**SET PROBLEM:**
Convert every one of the rows below into a two-column CSV with the header request,answer. Give each row its own line, with its text and its answer each in a single quoted field and any line breaks replaced by spaces.

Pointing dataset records
★ ★ ★ ★ ★

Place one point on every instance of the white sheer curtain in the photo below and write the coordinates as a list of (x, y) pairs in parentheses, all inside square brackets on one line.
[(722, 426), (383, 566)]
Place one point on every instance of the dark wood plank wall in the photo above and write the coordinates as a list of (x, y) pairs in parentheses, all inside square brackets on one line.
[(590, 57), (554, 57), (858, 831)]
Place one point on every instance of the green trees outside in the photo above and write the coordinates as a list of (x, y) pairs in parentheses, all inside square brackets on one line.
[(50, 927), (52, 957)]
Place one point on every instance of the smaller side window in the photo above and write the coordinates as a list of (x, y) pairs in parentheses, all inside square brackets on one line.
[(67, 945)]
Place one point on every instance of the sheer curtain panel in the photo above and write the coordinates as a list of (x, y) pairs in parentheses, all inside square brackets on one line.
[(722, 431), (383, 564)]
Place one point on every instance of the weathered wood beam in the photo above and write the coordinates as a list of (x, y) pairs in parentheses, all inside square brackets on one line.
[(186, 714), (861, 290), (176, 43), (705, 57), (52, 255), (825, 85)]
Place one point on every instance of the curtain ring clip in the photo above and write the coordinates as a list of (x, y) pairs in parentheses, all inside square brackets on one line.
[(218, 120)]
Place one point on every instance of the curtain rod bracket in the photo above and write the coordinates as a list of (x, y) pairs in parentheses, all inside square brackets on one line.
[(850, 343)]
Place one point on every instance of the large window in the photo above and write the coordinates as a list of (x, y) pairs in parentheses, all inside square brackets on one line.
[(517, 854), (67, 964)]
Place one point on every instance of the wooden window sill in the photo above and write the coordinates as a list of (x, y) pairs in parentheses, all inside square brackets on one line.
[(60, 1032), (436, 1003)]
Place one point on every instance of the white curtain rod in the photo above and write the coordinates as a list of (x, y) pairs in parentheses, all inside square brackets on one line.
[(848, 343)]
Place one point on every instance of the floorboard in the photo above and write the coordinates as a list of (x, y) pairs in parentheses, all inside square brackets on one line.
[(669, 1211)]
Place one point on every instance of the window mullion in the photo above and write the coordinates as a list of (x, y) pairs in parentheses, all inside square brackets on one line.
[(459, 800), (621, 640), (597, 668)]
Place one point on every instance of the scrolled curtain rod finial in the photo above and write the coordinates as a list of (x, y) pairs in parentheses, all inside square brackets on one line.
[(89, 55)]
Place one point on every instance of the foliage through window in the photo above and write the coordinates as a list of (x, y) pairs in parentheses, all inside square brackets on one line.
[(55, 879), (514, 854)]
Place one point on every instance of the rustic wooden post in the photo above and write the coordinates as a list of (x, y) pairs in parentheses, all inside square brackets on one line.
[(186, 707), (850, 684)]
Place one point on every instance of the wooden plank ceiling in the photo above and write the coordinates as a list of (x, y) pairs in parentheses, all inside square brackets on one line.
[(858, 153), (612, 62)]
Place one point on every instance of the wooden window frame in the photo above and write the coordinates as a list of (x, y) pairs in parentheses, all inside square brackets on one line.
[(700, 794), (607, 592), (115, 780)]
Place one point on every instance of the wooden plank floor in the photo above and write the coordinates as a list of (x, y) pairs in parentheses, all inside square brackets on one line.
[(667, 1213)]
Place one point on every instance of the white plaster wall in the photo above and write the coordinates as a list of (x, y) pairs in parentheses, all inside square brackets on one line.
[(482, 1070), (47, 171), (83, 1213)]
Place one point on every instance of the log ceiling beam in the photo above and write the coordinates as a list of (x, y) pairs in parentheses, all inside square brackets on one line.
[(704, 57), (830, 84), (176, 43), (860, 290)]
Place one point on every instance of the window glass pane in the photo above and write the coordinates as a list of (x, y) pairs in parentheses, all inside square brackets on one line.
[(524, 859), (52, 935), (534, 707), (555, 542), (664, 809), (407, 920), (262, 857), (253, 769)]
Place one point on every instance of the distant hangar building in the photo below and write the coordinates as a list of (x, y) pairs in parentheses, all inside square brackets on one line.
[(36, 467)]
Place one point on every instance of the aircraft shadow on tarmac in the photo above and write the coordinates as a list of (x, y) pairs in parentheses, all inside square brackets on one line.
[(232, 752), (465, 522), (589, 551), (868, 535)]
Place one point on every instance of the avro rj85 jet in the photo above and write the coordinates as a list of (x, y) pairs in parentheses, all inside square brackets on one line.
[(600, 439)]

★ ★ ★ ★ ★

**ANSWER FOR THE TASK:**
request,answer
"Place one point on every instance of the white sheer curtain in the photo below and write the coordinates as a list of (x, y) pairs in parentheses, all inside square brackets on one line.","[(722, 426), (383, 566)]"
"Place one point on every instance of the dark wood plank wall in the photo above and write the coordinates as a list of (x, y) pairs in parentheses, all inside square brackets on one line.","[(590, 57), (554, 57), (858, 831)]"
"Place one point on every instance of the green trees outside in the photo above and write the coordinates as a list of (x, y) pairs in parentheses, all inside square brackets on one line.","[(50, 927), (52, 957)]"
"Place one point on every instance of the smaller side window in the photo above and write the coordinates as a list of (x, y) pairs in parentheses, all inside square brackets on one line.","[(67, 945)]"
"Place one point on every instance of the sheer curtain panel in the photo above and write the coordinates as a list of (x, y) pairs in parentheses, all inside square brackets on one line.","[(722, 431), (383, 564)]"
"Place one point on every instance of the weathered wood beam in the photo above and write the coordinates as a list of (x, y) pairs in parentheses, all inside square brackets on one line.","[(186, 714), (861, 290), (176, 43), (705, 57), (52, 255), (825, 85)]"
"Place one point on every instance of the curtain ring clip in the photo above and write the coordinates as a list of (x, y) pairs in parentheses, all inside square brackets on one line.","[(218, 120)]"
"Place one point on every instance of the curtain rod bracket in the photo above and write the coordinates as a list of (x, y) pairs in parentheses, all inside square brackets on one line.","[(850, 343)]"
"Place one point on every instance of the large window in the photo above and write the coordinates as a list of (x, y) pairs in parentheses, all inside square brackets on one line.","[(517, 854), (67, 964)]"
"Place one point on every instance of the wooden window sill in the photo above and write the coordinates as a list of (x, y) pairs in parentheses, all inside square brackets on one line.","[(60, 1032), (436, 1003)]"
"Place one point on every instance of the white curtain rod in the photo above and write the coordinates as a list of (x, y) pairs in parentheses, all inside square brackets on one line.","[(848, 343)]"
"Place one point on every instance of the floorboard in the photo above and write the coordinates as a list of (x, y) pairs in parentheses, all inside square brackets on one line.","[(669, 1211)]"
"Place one point on every instance of the window mullion in the photo above and write the coordinates as a list of (x, y) pairs in parentheses, all inside square brackets on one line.","[(459, 800), (621, 640), (597, 668)]"
"Place one point on every instance of the scrolled curtain rod finial in the photo above and write the coordinates as a list of (x, y) pairs in parentheses, all inside square brackets on one line.","[(89, 55)]"
"Place one point on every instance of the foliage through window in the photo above and write the coordinates as a list of (x, y) pairs in parentheses, all inside square brackets on one line.","[(55, 879), (514, 854)]"
"Place one point on every instance of the rustic wooden post in the photo above and write the coordinates as a list of (x, y) pairs in parentheses, all inside square brackets on one line.","[(186, 707), (850, 684)]"
"Place one point on every instance of the wooden plank ceiling in the photo above and write the coordinates as a list of (x, y) pairs in parentheses, all inside square brackets on one line.","[(858, 153), (612, 62)]"
"Place one point on every instance of the wooden window frame in the photo above and write the coordinates as a list of (x, y) pairs in parentheses, all inside square brackets on one line.","[(700, 794), (607, 592), (115, 780)]"
"Place one point on every instance of the wooden plank floor in the photo above and write the coordinates as a list of (x, y) pairs in parentheses, all inside square brackets on one line.","[(667, 1213)]"
"Place one point on every instance of the white plaster wall in the photo above and write the coordinates as a list of (x, y) pairs in parentheses, all inside square brackets on one line.","[(482, 1070), (47, 171), (83, 1213)]"
"Place one point on every instance of the log ceiling beam in the photo above and write the coordinates as a list of (x, y) pairs in parentheses, all inside square brackets on one line.","[(704, 57), (830, 84), (176, 43), (860, 290)]"
"Place one point on every instance of the window glass pane in the photo above and write the coordinates as a list of (x, y) pairs in parentheses, all inside square brackets on one line.","[(524, 859), (52, 935), (534, 707), (555, 542), (664, 809), (407, 920), (262, 857), (253, 769)]"
"Place one point on every instance of the distant hangar building in the photo below and write the coordinates as a list of (x, y) pairs in parentheses, all inside square brackets on one line.","[(36, 467)]"
"Place one point on every instance of the aircraft shadow on tarmac in the photo above and write the coordinates as a list of (x, y) pairs in parentheses, all inside square brackets on one line.","[(232, 752), (465, 522), (589, 551), (868, 535)]"
"Place one point on every instance of the avro rj85 jet in the photo above and write the coordinates as a list of (x, y) pairs in parentheses, all inside square brackets on one line.","[(600, 439)]"